### RECORDED DATA

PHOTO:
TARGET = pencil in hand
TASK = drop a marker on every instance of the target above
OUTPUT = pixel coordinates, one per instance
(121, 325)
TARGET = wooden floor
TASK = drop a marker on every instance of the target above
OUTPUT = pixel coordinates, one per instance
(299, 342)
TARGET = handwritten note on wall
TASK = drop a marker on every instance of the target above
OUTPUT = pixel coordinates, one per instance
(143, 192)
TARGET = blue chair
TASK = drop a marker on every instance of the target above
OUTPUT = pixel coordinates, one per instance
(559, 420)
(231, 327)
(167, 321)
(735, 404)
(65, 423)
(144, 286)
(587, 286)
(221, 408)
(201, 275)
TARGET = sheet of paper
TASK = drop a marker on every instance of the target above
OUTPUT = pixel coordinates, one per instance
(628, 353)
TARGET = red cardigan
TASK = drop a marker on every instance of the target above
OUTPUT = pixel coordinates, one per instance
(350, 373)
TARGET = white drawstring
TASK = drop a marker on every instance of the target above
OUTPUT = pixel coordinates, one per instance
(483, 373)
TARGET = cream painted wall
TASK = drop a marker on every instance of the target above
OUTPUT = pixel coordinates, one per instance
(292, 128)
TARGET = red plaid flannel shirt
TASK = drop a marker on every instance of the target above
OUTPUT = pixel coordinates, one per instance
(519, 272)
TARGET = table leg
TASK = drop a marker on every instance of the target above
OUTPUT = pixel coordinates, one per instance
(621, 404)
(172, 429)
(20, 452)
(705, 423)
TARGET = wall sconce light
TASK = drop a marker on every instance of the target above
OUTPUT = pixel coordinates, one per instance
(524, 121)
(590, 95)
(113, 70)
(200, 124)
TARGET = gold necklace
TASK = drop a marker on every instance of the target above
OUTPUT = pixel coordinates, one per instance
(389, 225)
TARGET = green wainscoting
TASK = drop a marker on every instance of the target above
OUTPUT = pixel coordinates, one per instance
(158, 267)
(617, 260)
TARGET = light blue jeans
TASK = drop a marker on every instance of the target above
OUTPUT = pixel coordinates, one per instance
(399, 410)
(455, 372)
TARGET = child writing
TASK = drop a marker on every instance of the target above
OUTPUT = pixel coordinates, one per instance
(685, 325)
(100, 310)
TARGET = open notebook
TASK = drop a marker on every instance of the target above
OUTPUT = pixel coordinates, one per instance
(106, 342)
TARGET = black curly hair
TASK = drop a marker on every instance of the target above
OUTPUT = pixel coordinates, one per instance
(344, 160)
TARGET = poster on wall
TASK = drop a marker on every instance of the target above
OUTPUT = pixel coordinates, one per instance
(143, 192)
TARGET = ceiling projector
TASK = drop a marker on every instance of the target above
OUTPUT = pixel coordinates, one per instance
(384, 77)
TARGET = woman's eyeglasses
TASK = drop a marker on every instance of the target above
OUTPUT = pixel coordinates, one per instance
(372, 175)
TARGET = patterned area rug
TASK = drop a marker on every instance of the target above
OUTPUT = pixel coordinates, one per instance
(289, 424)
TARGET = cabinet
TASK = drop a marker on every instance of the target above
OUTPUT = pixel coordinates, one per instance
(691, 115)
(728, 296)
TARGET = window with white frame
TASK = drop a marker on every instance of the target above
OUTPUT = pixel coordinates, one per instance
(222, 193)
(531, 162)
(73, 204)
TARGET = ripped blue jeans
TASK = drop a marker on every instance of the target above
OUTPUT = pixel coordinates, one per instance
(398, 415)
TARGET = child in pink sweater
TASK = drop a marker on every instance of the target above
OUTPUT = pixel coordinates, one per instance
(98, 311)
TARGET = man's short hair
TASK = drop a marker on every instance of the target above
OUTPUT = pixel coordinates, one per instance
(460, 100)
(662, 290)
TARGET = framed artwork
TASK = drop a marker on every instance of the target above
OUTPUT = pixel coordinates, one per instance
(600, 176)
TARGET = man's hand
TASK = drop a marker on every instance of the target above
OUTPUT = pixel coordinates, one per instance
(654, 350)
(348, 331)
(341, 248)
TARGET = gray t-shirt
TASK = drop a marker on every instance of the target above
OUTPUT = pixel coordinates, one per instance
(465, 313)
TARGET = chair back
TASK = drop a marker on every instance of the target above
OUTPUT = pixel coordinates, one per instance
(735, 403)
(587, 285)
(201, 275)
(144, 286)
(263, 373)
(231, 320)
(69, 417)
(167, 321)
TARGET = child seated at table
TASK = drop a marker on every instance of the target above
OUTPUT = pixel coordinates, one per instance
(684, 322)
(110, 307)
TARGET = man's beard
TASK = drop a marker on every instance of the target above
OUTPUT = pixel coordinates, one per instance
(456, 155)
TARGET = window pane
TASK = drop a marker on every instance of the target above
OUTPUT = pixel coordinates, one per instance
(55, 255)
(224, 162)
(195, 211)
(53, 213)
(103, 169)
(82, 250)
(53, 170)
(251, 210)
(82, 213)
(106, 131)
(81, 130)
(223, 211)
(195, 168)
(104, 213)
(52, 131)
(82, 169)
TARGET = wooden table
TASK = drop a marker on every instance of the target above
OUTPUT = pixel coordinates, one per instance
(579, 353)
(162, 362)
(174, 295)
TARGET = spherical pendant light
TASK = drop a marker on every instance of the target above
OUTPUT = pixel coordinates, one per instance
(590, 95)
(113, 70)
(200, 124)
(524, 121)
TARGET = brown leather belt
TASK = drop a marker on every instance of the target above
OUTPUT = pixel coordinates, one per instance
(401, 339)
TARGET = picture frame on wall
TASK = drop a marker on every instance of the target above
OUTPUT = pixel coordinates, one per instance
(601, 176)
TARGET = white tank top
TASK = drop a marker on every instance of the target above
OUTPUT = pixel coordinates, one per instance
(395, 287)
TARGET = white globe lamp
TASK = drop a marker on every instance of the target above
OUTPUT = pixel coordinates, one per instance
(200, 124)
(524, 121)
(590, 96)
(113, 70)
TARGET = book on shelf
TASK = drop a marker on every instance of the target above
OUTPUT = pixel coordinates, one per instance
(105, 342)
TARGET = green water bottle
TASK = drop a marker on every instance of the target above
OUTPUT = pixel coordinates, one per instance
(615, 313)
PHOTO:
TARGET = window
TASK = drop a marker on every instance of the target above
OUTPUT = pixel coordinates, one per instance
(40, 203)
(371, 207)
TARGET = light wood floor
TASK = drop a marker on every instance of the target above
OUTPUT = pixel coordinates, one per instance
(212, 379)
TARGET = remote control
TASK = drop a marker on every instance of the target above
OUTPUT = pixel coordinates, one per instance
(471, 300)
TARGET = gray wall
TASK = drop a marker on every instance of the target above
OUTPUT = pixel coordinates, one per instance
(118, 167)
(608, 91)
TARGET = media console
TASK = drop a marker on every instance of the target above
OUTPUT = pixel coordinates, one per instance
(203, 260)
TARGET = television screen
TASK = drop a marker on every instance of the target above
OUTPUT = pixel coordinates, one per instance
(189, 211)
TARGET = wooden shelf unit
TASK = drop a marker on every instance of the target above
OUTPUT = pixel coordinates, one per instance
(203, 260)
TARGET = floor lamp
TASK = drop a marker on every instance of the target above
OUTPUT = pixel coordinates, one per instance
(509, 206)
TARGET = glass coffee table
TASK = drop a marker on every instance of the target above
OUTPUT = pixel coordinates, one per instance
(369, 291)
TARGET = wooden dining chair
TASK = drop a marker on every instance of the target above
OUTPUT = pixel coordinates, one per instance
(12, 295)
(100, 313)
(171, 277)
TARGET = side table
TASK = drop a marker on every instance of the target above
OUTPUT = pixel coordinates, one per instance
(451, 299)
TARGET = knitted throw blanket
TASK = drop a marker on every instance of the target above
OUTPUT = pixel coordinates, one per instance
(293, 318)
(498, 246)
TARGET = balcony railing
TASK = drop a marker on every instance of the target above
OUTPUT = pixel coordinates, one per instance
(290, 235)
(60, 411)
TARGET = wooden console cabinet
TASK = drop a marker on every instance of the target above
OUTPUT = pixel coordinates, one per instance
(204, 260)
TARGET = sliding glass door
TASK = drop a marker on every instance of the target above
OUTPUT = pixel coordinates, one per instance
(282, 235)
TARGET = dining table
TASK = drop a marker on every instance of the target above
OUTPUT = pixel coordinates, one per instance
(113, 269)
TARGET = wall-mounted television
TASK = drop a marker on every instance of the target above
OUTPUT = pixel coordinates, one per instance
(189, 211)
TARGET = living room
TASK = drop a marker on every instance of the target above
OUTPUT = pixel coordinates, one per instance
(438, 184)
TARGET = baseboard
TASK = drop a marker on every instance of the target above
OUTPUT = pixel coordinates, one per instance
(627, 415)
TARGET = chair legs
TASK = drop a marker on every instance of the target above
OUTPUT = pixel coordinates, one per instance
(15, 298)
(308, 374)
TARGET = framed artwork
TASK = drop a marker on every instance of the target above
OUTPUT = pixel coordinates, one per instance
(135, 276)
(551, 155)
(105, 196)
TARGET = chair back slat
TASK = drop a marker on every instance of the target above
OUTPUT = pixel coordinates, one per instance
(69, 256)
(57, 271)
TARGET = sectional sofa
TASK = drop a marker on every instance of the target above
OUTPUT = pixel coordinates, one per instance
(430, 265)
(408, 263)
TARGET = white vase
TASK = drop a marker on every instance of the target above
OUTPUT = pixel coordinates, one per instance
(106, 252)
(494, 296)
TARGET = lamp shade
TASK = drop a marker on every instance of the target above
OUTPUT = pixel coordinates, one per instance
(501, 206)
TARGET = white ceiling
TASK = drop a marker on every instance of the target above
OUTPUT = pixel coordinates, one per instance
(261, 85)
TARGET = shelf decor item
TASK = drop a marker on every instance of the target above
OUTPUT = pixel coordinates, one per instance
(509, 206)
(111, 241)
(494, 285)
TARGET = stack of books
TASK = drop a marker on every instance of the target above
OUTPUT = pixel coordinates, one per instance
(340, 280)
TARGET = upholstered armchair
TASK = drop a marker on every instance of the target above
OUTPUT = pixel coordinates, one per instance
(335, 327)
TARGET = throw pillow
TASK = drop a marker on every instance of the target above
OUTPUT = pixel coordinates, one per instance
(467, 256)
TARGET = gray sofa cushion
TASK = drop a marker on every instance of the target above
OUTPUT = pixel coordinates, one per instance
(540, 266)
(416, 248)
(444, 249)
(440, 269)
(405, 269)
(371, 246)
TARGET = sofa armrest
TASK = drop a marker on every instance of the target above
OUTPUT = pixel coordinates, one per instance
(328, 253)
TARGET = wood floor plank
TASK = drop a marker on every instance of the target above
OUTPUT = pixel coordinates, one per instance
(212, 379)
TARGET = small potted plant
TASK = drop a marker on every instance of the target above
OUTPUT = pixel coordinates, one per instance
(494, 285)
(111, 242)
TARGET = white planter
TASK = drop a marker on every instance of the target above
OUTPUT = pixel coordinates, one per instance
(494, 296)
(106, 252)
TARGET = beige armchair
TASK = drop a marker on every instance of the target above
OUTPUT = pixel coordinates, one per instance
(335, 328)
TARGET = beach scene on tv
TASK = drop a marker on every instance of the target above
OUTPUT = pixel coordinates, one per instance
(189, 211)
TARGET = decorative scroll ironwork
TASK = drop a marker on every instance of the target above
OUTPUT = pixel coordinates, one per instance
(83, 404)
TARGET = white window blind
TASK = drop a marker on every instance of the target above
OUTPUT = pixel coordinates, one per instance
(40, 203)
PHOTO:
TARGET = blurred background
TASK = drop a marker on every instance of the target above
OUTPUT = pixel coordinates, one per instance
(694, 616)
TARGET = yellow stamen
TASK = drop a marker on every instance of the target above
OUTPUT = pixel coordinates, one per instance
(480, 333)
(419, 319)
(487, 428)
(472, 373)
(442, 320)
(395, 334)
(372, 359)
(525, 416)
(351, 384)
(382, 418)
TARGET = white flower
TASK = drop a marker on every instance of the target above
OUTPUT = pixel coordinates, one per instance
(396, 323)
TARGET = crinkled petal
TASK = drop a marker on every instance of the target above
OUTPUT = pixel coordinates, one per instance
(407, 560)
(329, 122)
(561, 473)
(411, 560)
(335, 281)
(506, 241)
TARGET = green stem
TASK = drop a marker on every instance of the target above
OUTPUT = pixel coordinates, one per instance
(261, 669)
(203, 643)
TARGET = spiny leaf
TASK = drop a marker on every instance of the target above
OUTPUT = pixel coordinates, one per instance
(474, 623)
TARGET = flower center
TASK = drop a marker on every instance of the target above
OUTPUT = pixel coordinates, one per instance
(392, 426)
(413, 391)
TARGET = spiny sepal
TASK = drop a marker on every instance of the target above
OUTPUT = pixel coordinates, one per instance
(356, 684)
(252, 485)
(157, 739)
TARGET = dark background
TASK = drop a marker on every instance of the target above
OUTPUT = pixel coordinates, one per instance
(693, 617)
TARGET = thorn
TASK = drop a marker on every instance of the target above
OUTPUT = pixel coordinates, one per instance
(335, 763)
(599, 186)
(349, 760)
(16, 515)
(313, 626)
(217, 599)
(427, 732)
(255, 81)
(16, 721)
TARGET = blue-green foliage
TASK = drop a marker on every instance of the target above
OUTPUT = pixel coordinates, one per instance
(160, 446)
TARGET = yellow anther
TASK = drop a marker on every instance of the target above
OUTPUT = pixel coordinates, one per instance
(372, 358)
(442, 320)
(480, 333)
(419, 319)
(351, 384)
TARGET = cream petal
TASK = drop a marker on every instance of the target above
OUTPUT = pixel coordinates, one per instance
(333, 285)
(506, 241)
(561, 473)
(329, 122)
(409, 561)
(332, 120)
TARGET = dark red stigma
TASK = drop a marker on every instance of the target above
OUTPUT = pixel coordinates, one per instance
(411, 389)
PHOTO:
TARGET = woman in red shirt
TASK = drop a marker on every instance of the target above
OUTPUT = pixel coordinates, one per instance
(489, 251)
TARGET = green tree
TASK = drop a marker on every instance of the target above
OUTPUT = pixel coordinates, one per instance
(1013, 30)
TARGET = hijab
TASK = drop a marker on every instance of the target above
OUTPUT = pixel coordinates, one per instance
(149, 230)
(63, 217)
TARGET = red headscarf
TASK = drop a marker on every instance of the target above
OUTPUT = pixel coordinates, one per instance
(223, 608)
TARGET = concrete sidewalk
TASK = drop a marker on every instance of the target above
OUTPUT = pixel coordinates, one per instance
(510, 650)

### TO BE DONE
Starting with the line that contains "TARGET = flower center", print each line through the last one in the listing. Include both end lines and add nothing.

### RESULT
TARGET = flower center
TASK = drop a marker on every instance of the target above
OUTPUT = pixel coordinates, one per instance
(392, 426)
(413, 391)
TARGET = spiny sepal
TASK = drop a marker on every instance of the target above
OUTPUT = pixel coordinates, one per instance
(356, 684)
(252, 485)
(157, 739)
TARGET = dark background
TASK = drop a marker on every instance of the target above
OUTPUT = pixel coordinates, one per instance
(693, 617)
TARGET = thorn
TASK = drop a marker on every instance of the target above
OUTPUT = pixel coordinates, one per instance
(335, 763)
(599, 186)
(349, 760)
(16, 515)
(313, 626)
(217, 599)
(427, 732)
(255, 81)
(16, 721)
TARGET = blue-green foliage
TASK = drop a marker on every instance of the target above
OUTPUT = pixel coordinates, one per instance
(160, 446)
TARGET = yellow anther
TASK = drop a marker on every instance of the target above
OUTPUT = pixel coordinates, one per instance
(372, 358)
(442, 320)
(480, 333)
(419, 319)
(351, 384)
TARGET = cream petal
TASK = drop a marker on every instance of the target above
OUTPUT = pixel coordinates, one per instance
(333, 285)
(506, 241)
(561, 473)
(329, 122)
(409, 561)
(332, 120)
TARGET = dark red stigma
TASK = drop a marker on every instance of the target above
OUTPUT = pixel coordinates, one per instance
(411, 389)
PHOTO:
TARGET = woman in red shirt
TASK = drop a marker on every instance of the target above
OUTPUT = pixel coordinates, one per instance
(489, 251)
TARGET = green tree
TASK = drop a marker on every instance of the target above
OUTPUT = pixel coordinates, one per instance
(1013, 30)
TARGET = hijab
TASK = drop a marker on every instance of the target above
OUTPUT = pixel coordinates, one per instance
(149, 230)
(63, 217)
TARGET = red headscarf
TASK = drop a marker on every instance of the target above
OUTPUT = pixel coordinates, one per instance
(223, 608)
TARGET = concrete sidewalk
TASK = drop a marker on every instance of the target above
OUTPUT = pixel coordinates, one per instance
(510, 650)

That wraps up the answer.